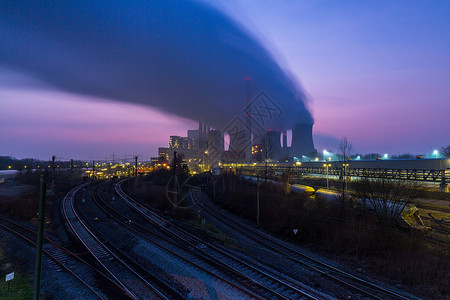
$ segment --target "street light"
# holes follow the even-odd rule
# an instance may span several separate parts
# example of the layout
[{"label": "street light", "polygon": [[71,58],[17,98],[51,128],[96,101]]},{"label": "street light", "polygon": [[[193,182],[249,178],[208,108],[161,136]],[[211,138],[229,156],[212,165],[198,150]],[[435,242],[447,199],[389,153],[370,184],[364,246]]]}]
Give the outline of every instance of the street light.
[{"label": "street light", "polygon": [[439,151],[437,151],[437,150],[434,150],[434,151],[433,151],[433,154],[434,154],[434,156],[435,156],[436,158],[438,158],[438,155],[439,155]]},{"label": "street light", "polygon": [[324,166],[325,168],[327,168],[327,190],[329,190],[330,187],[329,187],[329,184],[328,184],[328,167],[331,167],[331,164],[323,164],[323,166]]},{"label": "street light", "polygon": [[344,186],[345,189],[347,189],[347,168],[349,164],[342,164],[342,166],[344,167],[344,182],[345,182]]}]

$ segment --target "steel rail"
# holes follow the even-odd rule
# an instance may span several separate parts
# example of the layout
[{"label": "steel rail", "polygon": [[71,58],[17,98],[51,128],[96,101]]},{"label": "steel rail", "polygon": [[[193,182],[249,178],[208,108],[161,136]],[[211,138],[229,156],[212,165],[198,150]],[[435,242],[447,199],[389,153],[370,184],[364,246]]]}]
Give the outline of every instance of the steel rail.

* **Short problem**: Turn the material above into a numbered list with one line per item, skipping blank lines and leaving out the picture.

* **Full output**:
1. $ segment --target "street light"
2. # holes follow the even-odd rule
3. # an instance may span several separate parts
4. # example of the layout
5. [{"label": "street light", "polygon": [[71,58],[17,98],[51,128],[96,101]]},{"label": "street light", "polygon": [[[193,182],[249,178],[208,108],[161,136]],[[211,138],[229,156],[212,165],[198,150]],[[435,242],[447,199],[389,153],[370,184],[364,246]]]}]
6. Give the outline of every instance of the street light.
7. [{"label": "street light", "polygon": [[439,151],[437,151],[437,150],[434,150],[434,151],[433,151],[433,154],[434,154],[434,156],[435,156],[436,158],[438,158],[438,155],[439,155]]},{"label": "street light", "polygon": [[324,166],[325,168],[327,168],[327,190],[329,190],[330,187],[329,187],[329,184],[328,184],[328,167],[331,167],[331,164],[323,164],[323,166]]},{"label": "street light", "polygon": [[344,186],[345,189],[347,189],[347,168],[349,164],[342,164],[342,166],[344,167],[344,182],[345,182]]}]
8. $ segment --target "steel rail"
9. # holes follow the even-odd rule
10. # an instance may span several separate parts
11. # example of the layout
12. [{"label": "steel rail", "polygon": [[71,58],[17,98],[51,128],[96,101]]},{"label": "steel rail", "polygon": [[[193,182],[249,178],[208,108],[161,136]],[[211,138],[229,156],[212,165],[198,150]],[[435,242],[447,199],[389,153],[370,184],[364,246]]]}]
13. Give the outline of every instance of the steel rail.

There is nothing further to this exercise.